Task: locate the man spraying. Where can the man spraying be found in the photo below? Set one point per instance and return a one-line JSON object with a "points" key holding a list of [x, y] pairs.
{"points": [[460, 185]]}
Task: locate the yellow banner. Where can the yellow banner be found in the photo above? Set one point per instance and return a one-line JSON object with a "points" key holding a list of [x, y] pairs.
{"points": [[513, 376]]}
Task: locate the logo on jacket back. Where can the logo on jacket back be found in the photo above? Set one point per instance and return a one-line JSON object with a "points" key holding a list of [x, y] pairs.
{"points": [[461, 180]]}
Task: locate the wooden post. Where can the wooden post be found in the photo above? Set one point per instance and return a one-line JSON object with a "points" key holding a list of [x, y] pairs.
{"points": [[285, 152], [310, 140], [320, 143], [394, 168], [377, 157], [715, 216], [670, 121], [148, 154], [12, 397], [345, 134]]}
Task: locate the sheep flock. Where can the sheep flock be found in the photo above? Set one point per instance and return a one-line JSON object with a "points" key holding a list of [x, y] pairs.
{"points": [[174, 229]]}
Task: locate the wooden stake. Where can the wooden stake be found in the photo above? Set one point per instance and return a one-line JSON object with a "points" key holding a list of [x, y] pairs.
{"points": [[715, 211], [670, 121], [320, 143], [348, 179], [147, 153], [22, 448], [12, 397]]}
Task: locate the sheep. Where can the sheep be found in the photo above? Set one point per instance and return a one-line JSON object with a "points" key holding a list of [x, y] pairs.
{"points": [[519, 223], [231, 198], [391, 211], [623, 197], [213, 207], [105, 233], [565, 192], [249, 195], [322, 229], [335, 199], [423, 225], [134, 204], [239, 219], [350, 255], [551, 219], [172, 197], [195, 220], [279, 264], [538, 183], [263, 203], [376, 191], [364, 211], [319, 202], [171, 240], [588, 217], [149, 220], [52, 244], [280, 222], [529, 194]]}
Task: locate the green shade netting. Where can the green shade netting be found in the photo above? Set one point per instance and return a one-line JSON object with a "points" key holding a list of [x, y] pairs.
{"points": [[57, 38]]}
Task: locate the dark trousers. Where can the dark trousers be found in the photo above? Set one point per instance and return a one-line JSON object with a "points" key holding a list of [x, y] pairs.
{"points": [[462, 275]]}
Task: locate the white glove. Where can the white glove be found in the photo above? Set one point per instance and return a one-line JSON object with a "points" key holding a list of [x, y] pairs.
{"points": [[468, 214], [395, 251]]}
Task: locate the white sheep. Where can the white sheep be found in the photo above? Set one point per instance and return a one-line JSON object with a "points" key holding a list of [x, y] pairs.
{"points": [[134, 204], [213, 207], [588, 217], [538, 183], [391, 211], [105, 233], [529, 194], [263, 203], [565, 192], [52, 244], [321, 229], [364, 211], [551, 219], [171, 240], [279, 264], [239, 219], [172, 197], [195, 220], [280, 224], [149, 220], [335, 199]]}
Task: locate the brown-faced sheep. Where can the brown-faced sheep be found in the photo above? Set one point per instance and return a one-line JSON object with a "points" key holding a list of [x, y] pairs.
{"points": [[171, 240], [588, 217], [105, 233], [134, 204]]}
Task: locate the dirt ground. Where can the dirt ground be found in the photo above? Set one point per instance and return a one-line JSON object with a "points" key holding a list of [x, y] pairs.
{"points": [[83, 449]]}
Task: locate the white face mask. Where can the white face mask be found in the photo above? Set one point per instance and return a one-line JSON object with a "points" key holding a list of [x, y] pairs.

__________

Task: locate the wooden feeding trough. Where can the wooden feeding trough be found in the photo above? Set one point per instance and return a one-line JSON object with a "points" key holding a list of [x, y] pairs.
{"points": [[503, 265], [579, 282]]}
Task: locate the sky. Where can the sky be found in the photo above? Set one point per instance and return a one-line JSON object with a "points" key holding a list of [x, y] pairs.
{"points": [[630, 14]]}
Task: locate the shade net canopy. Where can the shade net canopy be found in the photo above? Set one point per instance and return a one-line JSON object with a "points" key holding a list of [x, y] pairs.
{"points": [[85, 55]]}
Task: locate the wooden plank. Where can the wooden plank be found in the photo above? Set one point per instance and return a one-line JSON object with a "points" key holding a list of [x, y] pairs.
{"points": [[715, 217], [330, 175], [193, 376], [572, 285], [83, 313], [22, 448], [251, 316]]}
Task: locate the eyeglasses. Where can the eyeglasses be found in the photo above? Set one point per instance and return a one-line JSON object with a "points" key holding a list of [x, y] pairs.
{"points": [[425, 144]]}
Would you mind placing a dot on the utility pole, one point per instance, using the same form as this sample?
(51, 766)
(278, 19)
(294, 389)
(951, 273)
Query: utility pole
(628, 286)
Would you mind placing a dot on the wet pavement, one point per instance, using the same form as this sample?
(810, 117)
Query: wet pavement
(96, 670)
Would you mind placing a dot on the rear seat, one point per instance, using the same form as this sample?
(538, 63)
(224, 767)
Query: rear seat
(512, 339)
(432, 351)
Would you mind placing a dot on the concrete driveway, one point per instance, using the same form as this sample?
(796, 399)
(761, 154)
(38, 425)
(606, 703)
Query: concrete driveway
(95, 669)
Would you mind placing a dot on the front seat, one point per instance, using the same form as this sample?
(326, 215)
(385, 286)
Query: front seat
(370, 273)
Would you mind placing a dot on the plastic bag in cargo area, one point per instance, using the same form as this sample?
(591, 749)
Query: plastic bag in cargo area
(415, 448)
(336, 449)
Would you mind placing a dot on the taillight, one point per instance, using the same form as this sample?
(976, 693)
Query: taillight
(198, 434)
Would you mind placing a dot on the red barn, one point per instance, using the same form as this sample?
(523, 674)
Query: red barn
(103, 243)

__________

▶ _Short problem_: Starting at the item that contains "Task: locate the dirt" and ending at the one that contains "Task: locate the white face", give those lines again with "white face mask" switched to "blue face mask" and everything else unchanged.

▶ _Expected answer_:
Task: locate the dirt ground. Where can the dirt ground be found in the photo above? Set one point per instance and return a one-line JSON object with a "points" key holding a list of [x, y] pairs.
{"points": [[83, 449]]}
Task: locate the blue face mask. Where can the blue face mask be found in the photo above? Set one point per instance and return a one-line JSON object with a "points" key holding a list of [x, y] pairs.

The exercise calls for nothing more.